YOUR INSTRUCTIONS.
Even where a record seems odd, copy it exactly as it appears below.

[Natural language region descriptions]
■ ■ ■ ■
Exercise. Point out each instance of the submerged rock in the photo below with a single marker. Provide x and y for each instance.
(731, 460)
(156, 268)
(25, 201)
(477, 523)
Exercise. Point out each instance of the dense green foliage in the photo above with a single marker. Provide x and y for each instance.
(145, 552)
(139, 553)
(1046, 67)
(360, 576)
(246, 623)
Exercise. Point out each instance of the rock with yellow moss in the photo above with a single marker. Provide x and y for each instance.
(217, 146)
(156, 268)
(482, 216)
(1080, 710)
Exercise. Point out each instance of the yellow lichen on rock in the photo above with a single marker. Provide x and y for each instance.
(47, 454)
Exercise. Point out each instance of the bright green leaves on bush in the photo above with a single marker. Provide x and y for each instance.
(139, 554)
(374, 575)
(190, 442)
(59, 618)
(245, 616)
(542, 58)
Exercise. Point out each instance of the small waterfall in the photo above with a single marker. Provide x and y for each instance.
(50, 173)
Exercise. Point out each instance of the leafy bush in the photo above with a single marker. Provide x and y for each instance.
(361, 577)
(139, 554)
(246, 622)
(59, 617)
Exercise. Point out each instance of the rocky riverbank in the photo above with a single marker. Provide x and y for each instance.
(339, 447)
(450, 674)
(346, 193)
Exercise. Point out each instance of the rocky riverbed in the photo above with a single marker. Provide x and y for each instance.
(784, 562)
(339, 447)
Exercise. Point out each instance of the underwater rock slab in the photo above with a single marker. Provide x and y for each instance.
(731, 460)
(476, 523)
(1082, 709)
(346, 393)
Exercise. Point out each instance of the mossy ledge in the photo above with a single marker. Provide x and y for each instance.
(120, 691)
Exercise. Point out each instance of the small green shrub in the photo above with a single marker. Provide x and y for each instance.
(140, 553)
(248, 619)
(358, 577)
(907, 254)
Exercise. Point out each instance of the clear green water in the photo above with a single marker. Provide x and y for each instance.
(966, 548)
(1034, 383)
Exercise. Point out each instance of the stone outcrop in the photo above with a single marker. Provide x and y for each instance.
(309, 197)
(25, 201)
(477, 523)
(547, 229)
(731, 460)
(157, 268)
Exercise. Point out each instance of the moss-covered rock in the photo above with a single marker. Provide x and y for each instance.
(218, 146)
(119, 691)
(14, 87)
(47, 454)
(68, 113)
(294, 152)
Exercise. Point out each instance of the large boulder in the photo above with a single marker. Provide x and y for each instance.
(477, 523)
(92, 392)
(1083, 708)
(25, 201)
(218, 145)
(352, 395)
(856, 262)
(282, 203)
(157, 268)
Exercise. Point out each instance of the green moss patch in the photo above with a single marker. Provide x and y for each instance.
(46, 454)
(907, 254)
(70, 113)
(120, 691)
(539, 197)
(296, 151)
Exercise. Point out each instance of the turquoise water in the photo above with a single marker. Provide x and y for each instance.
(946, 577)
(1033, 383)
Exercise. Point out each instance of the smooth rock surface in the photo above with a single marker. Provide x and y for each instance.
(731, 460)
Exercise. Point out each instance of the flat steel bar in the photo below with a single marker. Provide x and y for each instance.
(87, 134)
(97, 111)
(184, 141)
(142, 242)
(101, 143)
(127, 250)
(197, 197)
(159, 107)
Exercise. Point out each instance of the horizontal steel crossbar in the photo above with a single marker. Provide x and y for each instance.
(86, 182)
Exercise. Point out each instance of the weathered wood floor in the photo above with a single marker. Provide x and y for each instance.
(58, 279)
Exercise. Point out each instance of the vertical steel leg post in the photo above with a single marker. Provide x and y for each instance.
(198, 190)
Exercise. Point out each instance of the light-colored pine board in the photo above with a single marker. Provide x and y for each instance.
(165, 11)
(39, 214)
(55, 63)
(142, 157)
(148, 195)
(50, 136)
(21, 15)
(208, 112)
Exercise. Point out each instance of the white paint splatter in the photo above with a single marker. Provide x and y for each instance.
■ ■ ■ ■
SOLUTION TO THIS TASK.
Exercise. Point out each instance of the submerged rock in the photo below with a single marker. Provide x and y for each instance.
(731, 460)
(156, 268)
(25, 201)
(477, 523)
Exercise. Point out each instance of the dense green foliage in the photo above with a single marker. Provide x and y for each instance.
(145, 552)
(139, 553)
(1046, 67)
(360, 576)
(246, 623)
Exercise. Point out each instance of the rock with yellow moss in the photo above with a single marker. Provide x and y for each instance.
(217, 146)
(156, 268)
(482, 216)
(1080, 710)
Exercise. Point out each instance of the yellow lichen on rock in the photo above with a single marker. Provide x and y for each instance.
(47, 454)
Exercise. Point out each instance of the bright green leaves on bush in the photo above with a single marker. Provide x and y for each instance.
(139, 554)
(374, 575)
(190, 442)
(59, 618)
(245, 616)
(542, 58)
Exercise. Point out each instance of the small waterfall in the photo above with a single marker. Provide x and y for each instance.
(50, 173)
Exercise. Point out each instance of the leafy bush in the photo above with a single marker. Provide x and y for each instance.
(361, 577)
(139, 554)
(246, 622)
(59, 617)
Exercise. Point out each instance of the rocky riverbank in the photo above with a single marker. Provide x and y for each instance.
(339, 447)
(450, 674)
(346, 193)
Exercise. Point out each instance of the rocky riverbed in the photo above with a single marker. Provide x and y for each instance.
(784, 562)
(339, 447)
Exercise. Point out each instance of the underwater rock slab in the photo above with a single marker. Provide x and y for each instance.
(731, 460)
(476, 523)
(1082, 709)
(346, 393)
Exercise. Point out each instance of the mossy ledge in the photo above with a single marker. Provide x and y for each instance.
(120, 691)
Exercise. Point out each instance of the small green shrub in the photo above with a single marker. Provide x and y for each instance.
(140, 553)
(248, 619)
(358, 577)
(907, 254)
Exercise. Point out each instance of the clear green water in the photo above with a single marker. Provide x and y for each instance.
(966, 548)
(1034, 383)
Exercise. Point out each instance of the stone outcrop in the photo above with a single marker. Provide x and y for each instance.
(309, 197)
(25, 201)
(477, 523)
(547, 229)
(731, 460)
(157, 268)
Exercise. Point out each instance of the moss-covered rock in the photo above with a single marker. Provide x and y for each instance.
(218, 146)
(119, 691)
(14, 87)
(47, 454)
(68, 113)
(294, 152)
Exercise. Point out each instance of the large boulder in the photo above with a single marker. Provide x and y for each instance.
(477, 523)
(92, 392)
(1083, 708)
(25, 201)
(218, 145)
(352, 395)
(856, 262)
(282, 203)
(157, 268)
Exercise. Point out each instance of the green moss patch in the photo above with a single marker. Provide x and y for each instance.
(46, 454)
(907, 254)
(70, 113)
(120, 691)
(539, 197)
(296, 151)
Exercise. Point out each instance of the turquoise water in the photo above with a single marker. Provide x and y for each instance.
(946, 577)
(1033, 383)
Exercise. Point out each instance of the smooth rock surface in the photo above with a single marker. Provide x and y for each instance.
(731, 460)
Exercise. Point out each instance of the flat steel bar in the photo below with a single marker. Provide x and y for each instance.
(87, 134)
(97, 111)
(184, 141)
(142, 242)
(101, 143)
(127, 250)
(197, 197)
(159, 107)
Exercise. Point out each instance of the horizontal steel crossbar in the photo above with a single marker. Provide x and y for each instance.
(86, 182)
Exercise. Point out each instance of the weathered wood floor in the photo above with a single marker. Provide x and y for each instance.
(58, 279)
Exercise. Point out each instance of the vertical steel leg post in the photo above with a single marker. Provide x and y for each instance.
(198, 190)
Exercise. Point out each instance of the light-colored pine board in the photo above with a single marker. Provide x and y for each instance.
(165, 11)
(39, 214)
(55, 63)
(142, 157)
(148, 195)
(50, 136)
(21, 15)
(208, 112)
Exercise. Point out each instance of the white paint splatter in the photo above with a single marker. Provide x and y for each instance.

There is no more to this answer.